• _Exercise details_
In the listing below, rewrite the stretch from the line containing "provide the segmentation of support" through the line containing "[[[253,79],[248,79],[248,141],[253,142]]]", replacing "support column" with "support pillar" and leaving everything else unchanged.

Collected data entries:
⁂
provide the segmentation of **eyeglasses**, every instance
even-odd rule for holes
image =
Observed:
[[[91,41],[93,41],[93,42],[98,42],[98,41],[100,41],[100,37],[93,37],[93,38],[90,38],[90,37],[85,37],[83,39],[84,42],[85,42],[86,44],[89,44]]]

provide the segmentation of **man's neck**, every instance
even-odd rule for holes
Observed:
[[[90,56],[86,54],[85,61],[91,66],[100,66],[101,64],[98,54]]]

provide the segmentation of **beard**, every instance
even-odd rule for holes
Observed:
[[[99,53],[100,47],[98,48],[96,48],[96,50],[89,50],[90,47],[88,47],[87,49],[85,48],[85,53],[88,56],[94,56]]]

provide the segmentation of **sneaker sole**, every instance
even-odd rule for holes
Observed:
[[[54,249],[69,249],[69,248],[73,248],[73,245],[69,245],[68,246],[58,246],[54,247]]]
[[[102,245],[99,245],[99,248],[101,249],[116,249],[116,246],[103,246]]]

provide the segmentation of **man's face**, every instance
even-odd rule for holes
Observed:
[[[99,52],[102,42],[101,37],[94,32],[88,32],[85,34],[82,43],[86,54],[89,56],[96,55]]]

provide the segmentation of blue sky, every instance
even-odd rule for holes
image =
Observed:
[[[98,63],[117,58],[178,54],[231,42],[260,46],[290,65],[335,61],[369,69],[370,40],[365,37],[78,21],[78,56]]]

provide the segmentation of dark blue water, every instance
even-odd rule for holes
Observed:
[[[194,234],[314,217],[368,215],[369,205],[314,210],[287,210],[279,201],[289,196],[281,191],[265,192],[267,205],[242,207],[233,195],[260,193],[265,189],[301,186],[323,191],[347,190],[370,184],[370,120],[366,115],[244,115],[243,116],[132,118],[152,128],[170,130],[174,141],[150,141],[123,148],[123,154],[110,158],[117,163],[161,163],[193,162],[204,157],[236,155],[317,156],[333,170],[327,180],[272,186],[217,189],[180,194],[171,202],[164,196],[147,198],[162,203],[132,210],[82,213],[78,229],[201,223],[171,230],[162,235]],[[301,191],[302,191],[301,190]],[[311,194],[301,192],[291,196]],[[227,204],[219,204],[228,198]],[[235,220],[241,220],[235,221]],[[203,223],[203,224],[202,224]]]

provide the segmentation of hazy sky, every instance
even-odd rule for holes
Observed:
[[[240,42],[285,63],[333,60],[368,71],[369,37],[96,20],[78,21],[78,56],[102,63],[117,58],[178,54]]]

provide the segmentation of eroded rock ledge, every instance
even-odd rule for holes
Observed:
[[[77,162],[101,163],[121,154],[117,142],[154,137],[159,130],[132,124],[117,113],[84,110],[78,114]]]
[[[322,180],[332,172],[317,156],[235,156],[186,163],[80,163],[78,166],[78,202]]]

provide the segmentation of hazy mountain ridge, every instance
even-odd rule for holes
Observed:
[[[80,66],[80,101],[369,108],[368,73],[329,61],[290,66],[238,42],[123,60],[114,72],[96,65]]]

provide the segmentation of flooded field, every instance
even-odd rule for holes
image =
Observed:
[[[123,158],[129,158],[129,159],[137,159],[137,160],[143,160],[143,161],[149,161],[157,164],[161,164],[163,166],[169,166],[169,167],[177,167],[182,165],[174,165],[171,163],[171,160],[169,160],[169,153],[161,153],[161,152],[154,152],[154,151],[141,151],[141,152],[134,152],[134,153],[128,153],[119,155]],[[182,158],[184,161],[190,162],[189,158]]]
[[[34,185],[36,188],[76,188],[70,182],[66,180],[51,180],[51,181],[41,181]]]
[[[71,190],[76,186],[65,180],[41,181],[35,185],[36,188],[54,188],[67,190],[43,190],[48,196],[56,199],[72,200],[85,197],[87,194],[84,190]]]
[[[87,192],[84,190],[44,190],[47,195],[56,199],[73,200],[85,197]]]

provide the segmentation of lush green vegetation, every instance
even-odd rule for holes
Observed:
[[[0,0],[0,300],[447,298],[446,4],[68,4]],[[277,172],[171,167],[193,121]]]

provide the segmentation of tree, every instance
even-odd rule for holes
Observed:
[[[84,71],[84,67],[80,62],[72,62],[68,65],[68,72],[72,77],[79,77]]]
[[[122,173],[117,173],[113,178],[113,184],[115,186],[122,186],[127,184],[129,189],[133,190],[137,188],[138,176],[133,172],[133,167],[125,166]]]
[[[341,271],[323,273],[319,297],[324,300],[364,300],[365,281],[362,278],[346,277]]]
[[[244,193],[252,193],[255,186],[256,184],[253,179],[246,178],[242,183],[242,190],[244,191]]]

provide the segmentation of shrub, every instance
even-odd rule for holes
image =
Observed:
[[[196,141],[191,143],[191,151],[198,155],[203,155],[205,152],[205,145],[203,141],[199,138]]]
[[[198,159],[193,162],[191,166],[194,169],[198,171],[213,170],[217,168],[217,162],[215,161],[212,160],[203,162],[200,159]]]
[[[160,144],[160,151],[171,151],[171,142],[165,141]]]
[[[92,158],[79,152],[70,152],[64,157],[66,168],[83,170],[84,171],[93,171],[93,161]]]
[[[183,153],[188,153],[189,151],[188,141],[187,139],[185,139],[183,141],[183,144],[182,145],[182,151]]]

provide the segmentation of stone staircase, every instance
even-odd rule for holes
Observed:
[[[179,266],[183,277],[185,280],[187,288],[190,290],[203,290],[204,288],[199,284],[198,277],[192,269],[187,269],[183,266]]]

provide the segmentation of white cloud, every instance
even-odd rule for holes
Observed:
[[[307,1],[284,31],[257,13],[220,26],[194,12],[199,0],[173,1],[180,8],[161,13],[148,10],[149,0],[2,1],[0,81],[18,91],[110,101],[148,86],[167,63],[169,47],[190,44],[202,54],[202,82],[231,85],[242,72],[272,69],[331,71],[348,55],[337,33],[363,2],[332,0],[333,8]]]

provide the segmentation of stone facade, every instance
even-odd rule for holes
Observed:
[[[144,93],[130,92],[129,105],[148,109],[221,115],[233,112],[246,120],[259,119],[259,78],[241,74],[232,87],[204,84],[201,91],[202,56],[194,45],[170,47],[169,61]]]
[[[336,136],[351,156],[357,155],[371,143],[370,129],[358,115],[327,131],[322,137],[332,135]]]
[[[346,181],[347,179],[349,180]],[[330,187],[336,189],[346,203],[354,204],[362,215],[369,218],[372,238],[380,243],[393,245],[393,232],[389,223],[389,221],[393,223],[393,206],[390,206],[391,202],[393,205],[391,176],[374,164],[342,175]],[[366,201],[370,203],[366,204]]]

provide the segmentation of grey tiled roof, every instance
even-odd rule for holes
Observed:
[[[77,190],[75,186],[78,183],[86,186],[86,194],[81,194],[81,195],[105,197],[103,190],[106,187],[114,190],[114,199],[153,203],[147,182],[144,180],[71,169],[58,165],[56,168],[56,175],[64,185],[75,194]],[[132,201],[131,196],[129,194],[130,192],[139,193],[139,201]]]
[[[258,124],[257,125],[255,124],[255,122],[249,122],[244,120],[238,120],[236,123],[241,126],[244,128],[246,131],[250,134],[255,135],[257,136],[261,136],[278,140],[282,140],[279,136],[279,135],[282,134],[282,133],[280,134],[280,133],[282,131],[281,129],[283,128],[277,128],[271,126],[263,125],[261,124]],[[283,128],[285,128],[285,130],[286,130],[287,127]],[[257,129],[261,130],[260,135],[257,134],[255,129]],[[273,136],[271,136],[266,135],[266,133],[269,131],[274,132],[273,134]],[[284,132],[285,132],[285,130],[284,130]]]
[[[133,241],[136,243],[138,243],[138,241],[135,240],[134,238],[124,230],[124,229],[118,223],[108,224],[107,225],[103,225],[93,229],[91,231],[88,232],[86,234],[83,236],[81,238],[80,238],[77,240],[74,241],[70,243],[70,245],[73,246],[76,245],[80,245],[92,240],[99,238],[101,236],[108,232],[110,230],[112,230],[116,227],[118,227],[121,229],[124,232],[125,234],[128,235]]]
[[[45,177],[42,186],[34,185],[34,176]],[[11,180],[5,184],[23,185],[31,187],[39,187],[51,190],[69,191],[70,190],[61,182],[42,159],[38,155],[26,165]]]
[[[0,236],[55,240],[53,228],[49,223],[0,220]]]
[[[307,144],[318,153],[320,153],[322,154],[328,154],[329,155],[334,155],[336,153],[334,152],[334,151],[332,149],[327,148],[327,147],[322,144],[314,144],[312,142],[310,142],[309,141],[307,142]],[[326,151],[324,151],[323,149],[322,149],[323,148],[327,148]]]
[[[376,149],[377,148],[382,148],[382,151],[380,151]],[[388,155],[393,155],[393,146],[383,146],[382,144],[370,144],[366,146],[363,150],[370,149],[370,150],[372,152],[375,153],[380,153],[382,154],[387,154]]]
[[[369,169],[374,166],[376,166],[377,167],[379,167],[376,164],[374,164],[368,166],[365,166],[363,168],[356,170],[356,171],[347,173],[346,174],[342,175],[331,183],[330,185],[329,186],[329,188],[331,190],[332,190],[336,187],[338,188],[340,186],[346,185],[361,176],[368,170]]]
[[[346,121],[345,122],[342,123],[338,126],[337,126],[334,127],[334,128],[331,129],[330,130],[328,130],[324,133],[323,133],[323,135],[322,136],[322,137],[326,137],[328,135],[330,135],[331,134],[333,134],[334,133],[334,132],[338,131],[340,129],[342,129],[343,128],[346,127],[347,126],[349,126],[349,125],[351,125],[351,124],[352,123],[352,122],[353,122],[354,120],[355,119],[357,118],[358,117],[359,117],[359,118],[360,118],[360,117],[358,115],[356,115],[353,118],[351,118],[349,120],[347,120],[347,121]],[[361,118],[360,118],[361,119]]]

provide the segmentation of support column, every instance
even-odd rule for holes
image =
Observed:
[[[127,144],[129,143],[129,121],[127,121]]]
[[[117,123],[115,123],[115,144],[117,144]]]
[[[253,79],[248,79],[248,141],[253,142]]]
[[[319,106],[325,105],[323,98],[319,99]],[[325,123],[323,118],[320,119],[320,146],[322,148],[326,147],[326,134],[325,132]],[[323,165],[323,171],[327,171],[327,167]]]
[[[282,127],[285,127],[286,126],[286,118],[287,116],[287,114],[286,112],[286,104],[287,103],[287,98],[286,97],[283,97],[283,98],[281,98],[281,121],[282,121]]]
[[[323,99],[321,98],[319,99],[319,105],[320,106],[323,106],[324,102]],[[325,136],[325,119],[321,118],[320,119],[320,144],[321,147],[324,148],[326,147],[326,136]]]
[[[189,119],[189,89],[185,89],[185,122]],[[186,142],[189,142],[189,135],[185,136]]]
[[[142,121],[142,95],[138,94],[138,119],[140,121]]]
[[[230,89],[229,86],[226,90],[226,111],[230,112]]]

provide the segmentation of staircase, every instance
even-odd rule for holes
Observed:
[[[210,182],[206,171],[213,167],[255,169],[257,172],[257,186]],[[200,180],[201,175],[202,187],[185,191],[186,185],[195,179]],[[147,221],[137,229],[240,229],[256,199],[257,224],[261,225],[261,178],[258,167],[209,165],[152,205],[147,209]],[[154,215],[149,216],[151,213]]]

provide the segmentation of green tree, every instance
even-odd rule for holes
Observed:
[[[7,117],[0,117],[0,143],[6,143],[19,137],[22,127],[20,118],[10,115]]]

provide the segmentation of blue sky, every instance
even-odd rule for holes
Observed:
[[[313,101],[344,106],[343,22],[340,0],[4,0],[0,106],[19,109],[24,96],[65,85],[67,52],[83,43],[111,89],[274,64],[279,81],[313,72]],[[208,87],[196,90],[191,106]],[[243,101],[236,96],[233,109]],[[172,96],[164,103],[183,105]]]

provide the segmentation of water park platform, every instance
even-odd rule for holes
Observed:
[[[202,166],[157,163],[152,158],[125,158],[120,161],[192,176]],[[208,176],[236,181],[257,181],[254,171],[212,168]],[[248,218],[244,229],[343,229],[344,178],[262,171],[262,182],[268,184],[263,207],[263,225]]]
⁂
• _Result for this exercise_
provide the segmentation of support pillar, every instance
even-odd rule for holes
image =
Observed:
[[[127,144],[129,143],[129,121],[127,121]]]
[[[117,123],[115,123],[115,144],[117,144]]]
[[[253,79],[248,79],[248,141],[253,142]]]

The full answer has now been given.